*Problem description*. What you give back must match the records below exactly.

[Natural-language object grounding data]
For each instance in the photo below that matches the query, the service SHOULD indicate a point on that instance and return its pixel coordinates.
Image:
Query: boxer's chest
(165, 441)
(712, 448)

*Solved exercise*.
For each instance in the photo below that matches the query, the service SHOULD indicate a point on that instance and return its pixel coordinates.
Image:
Query: boxer's chest
(165, 441)
(712, 448)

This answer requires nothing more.